• [What you should do]: Output the data below exactly, images excluded.

• [Data excerpts]:

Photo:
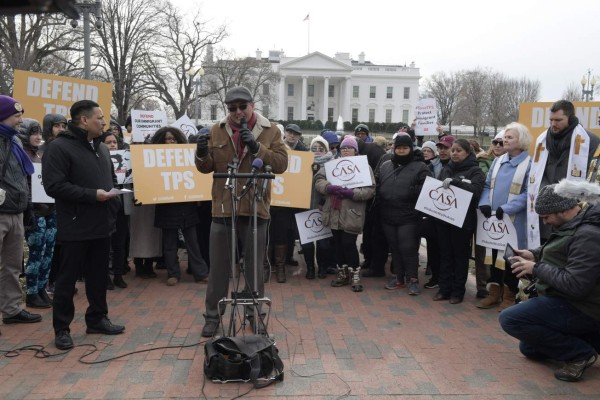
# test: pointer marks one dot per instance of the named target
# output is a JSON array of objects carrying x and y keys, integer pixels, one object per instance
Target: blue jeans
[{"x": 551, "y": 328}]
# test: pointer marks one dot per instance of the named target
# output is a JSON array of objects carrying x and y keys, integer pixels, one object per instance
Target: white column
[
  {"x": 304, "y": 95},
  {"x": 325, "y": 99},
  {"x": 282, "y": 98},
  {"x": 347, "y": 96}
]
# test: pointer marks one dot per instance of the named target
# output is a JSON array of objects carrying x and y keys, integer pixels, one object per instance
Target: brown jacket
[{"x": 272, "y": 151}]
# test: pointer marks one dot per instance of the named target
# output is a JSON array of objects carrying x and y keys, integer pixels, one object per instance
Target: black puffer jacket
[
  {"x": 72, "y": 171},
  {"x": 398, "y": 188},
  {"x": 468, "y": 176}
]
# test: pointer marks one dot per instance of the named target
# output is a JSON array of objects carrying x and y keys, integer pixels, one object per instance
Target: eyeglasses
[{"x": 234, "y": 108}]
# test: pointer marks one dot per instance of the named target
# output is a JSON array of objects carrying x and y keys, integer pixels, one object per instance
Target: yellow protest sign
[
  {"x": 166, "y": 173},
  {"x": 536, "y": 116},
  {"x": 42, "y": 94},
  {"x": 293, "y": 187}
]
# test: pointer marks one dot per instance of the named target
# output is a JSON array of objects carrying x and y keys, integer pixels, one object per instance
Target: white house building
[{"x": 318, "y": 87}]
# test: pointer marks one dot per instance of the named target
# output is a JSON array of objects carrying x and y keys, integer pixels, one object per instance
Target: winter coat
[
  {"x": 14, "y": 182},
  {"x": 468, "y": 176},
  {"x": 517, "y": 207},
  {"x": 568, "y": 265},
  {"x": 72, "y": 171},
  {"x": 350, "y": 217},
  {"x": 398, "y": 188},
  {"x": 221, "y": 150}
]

• [Response for this exercise]:
Photo:
# test: pointer marks one dot per instance of the named target
# output is a JSON array of objects carrying x and y keys, integer pixels, one object per instance
Target: blue jeans
[{"x": 551, "y": 328}]
# test: pointer marks one dot per instance of the named target
# output is a JSON array of objects carrying x and y keys, integer pixels, one object per instance
Target: white column
[
  {"x": 304, "y": 95},
  {"x": 325, "y": 99},
  {"x": 282, "y": 98},
  {"x": 347, "y": 96}
]
# test: pointer marks one dot per instance of the named target
# output is a JSON array of objects carrying x and y keys, integer pixels, one object per instance
Target: brown jacket
[{"x": 272, "y": 151}]
# test: pointer marks one dot per instance of the named target
# output is a JSON array of objects carrying x and y keys, integer pixels, one object per instance
Target: black puffer jacket
[
  {"x": 72, "y": 171},
  {"x": 398, "y": 188},
  {"x": 468, "y": 176}
]
# test: pointer marks one dot per instance of the named target
# output is a JSON array of objects carrying x and y keys, integer pixels, one object per instance
Target: eyeglasses
[{"x": 234, "y": 108}]
# test: pointer marks one dot per instance of the named target
# output is a JSON array of objects carrying x and y keys, integer pixels, one object per instance
Target: yellow protest sign
[
  {"x": 166, "y": 173},
  {"x": 536, "y": 116},
  {"x": 42, "y": 94},
  {"x": 293, "y": 187}
]
# test: pointer marks one dot per instance of the named target
# output is a JSON array of objects carrying x and y keys, integer pixels, one object per instance
Target: white house building
[{"x": 318, "y": 87}]
# test: pointer marks one dot per instance of the named target
# output is a JSON array of objects carrying x and y keys, integer pixels, one object per instance
Target: winter coat
[
  {"x": 14, "y": 182},
  {"x": 468, "y": 176},
  {"x": 517, "y": 207},
  {"x": 568, "y": 265},
  {"x": 72, "y": 171},
  {"x": 350, "y": 217},
  {"x": 398, "y": 188},
  {"x": 221, "y": 150}
]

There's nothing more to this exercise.